Challenge - Count the lines in the entries below that contain the string "plant", treating uppercase and lowercase as different, and give only that number.

Record excerpts -
◇ ◇ ◇ ◇ ◇

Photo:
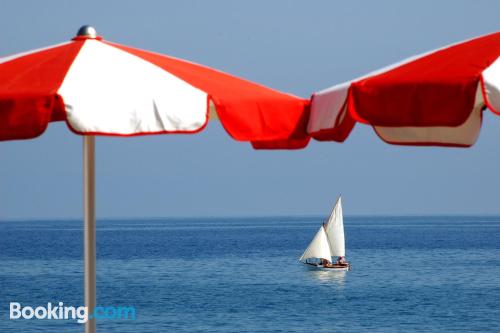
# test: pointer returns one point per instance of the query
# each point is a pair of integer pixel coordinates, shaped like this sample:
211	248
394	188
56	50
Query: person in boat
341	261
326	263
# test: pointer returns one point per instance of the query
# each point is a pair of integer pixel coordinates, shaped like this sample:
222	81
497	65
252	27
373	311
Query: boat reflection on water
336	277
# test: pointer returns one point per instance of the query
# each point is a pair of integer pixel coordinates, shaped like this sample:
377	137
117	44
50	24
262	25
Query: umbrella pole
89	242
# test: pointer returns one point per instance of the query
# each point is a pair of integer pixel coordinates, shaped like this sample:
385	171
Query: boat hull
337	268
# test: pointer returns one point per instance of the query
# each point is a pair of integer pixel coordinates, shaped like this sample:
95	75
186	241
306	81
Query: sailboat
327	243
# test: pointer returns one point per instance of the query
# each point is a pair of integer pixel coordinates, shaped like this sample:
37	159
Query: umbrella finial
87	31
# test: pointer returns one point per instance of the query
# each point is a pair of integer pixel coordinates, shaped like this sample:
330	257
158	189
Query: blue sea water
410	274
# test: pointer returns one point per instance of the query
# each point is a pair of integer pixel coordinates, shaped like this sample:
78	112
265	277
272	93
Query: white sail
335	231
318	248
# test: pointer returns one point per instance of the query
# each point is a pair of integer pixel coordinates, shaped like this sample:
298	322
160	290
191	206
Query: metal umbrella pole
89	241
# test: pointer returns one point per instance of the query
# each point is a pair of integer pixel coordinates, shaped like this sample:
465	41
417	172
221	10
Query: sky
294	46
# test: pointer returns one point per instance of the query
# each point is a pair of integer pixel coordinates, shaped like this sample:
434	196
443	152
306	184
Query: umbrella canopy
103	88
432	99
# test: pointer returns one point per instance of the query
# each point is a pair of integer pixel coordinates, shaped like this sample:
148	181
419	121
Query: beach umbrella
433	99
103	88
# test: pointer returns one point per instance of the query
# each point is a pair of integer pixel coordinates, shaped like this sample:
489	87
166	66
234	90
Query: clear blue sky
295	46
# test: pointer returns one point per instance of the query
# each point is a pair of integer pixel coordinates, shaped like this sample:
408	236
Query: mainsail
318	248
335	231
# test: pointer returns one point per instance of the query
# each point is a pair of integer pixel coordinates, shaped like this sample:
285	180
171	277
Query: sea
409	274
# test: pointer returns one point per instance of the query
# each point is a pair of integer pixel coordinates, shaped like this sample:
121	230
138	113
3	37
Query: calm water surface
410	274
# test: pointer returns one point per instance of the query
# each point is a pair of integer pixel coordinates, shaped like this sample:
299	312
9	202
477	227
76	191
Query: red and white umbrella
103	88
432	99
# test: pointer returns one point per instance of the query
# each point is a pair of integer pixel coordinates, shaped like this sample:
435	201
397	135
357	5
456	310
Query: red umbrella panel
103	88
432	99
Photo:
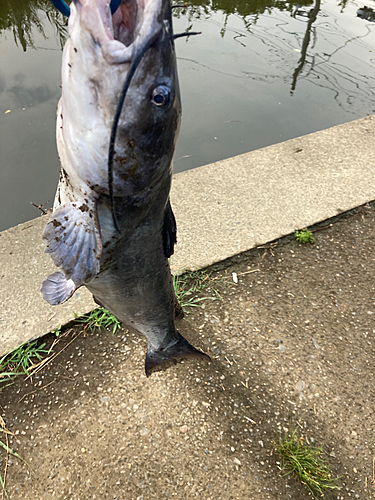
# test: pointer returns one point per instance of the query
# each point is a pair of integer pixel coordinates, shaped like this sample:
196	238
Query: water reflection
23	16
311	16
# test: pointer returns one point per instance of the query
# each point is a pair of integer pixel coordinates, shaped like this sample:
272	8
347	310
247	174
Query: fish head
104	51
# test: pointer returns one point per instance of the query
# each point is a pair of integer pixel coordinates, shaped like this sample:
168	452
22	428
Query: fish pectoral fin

◇ ◇ ◇ ◇ ◇

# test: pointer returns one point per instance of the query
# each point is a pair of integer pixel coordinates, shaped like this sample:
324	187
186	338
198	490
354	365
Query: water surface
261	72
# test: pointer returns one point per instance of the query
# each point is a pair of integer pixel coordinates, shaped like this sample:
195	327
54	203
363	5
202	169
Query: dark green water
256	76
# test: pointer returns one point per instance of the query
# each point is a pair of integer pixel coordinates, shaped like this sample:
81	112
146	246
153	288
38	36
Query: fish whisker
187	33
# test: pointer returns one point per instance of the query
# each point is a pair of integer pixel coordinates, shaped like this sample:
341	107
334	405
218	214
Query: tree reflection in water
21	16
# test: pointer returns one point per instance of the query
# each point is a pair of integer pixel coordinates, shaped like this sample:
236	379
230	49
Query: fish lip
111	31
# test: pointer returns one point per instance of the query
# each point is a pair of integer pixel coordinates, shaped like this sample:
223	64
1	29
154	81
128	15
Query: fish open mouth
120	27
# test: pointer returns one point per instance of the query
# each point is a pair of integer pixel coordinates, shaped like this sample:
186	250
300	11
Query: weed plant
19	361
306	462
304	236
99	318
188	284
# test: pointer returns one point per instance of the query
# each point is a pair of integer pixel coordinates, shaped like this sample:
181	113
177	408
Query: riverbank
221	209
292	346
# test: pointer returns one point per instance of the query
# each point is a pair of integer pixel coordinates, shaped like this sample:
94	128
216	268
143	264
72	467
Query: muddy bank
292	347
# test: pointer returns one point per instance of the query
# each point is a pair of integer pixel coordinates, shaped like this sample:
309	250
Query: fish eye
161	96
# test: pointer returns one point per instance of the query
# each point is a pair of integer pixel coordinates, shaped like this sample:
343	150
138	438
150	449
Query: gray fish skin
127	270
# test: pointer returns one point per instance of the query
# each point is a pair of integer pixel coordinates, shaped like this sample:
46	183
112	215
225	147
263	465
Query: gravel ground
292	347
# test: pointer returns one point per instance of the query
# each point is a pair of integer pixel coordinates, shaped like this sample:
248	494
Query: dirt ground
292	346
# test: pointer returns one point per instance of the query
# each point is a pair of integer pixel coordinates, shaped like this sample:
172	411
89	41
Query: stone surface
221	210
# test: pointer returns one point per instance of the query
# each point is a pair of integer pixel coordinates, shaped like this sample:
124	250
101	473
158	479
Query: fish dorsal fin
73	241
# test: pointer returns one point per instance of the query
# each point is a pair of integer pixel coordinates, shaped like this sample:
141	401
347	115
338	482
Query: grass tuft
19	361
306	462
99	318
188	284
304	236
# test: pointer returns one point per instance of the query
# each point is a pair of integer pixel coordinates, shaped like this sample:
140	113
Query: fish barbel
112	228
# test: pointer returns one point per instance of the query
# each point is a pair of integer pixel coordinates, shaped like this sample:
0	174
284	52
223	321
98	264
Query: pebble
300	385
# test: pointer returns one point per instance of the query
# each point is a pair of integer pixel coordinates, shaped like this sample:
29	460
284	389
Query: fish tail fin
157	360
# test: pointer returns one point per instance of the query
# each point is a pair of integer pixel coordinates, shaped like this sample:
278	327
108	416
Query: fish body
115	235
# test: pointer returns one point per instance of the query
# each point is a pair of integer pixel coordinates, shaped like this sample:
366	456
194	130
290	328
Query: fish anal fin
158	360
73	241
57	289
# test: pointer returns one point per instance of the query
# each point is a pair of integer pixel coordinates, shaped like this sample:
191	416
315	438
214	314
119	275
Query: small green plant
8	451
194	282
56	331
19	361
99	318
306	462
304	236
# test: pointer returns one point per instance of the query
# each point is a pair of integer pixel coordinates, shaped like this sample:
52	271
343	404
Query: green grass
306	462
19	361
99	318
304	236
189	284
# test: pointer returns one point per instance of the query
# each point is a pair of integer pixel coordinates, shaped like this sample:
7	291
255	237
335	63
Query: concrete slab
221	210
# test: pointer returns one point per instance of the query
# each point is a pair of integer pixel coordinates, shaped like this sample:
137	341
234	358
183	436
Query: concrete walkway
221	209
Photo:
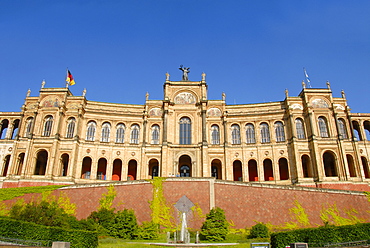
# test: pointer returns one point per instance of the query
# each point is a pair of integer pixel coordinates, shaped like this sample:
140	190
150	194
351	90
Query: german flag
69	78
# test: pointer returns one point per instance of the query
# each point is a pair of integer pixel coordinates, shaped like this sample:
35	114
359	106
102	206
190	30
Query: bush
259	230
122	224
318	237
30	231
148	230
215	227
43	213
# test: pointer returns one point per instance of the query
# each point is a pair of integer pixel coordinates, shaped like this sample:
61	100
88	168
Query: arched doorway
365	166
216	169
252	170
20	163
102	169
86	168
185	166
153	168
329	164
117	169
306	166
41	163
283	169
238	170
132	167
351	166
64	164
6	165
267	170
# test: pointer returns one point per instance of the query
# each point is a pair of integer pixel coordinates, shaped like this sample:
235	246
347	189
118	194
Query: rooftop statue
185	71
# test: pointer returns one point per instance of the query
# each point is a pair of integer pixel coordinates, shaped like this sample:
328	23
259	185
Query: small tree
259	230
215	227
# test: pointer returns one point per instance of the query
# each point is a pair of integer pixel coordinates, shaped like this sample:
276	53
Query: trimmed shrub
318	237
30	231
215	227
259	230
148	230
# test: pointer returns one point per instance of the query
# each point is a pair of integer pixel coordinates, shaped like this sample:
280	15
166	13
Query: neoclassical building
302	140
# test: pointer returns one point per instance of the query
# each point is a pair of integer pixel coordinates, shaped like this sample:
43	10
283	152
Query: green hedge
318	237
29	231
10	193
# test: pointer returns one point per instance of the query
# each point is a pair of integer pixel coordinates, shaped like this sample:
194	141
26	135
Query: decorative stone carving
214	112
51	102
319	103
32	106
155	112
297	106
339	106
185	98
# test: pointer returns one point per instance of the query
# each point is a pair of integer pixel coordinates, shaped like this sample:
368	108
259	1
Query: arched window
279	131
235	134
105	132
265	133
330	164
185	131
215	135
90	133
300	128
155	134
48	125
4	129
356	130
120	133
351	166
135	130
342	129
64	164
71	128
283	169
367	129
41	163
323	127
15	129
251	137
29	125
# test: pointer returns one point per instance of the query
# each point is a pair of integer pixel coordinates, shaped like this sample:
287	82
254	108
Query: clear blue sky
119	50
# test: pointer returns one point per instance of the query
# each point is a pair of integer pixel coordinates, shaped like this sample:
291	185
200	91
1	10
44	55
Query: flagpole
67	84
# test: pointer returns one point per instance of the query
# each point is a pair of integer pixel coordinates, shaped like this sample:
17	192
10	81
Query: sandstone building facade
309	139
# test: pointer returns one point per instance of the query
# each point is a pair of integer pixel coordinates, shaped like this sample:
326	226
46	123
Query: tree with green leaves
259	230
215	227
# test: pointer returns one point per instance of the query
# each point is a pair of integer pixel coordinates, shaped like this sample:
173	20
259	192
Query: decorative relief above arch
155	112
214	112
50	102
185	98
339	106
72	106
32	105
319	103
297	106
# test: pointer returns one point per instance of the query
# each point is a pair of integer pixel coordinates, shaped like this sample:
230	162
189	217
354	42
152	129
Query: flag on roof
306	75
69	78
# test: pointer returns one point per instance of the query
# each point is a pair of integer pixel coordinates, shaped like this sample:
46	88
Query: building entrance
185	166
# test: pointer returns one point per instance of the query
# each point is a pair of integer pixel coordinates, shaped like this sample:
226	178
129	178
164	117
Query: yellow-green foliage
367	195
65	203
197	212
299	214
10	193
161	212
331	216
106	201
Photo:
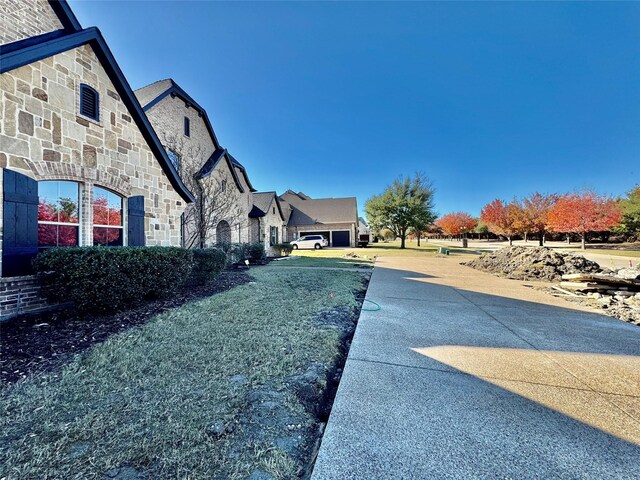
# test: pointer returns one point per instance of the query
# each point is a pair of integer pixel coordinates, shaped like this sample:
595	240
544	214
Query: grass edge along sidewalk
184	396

◇ ◇ ◇ ◇ ◇

The output - 2